Problem to work on:
Return every line of the items below word for word, changing nothing.

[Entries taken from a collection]
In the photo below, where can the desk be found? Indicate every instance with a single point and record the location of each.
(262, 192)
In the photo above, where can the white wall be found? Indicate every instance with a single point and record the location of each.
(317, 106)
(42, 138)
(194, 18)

Response to the task:
In the photo below, where can the desk be found? Indicate every instance with a single point and record the location of each.
(262, 192)
In the photo above, where can the white wall be found? Indicate every instance with a single point and record the location of each.
(317, 106)
(42, 138)
(194, 18)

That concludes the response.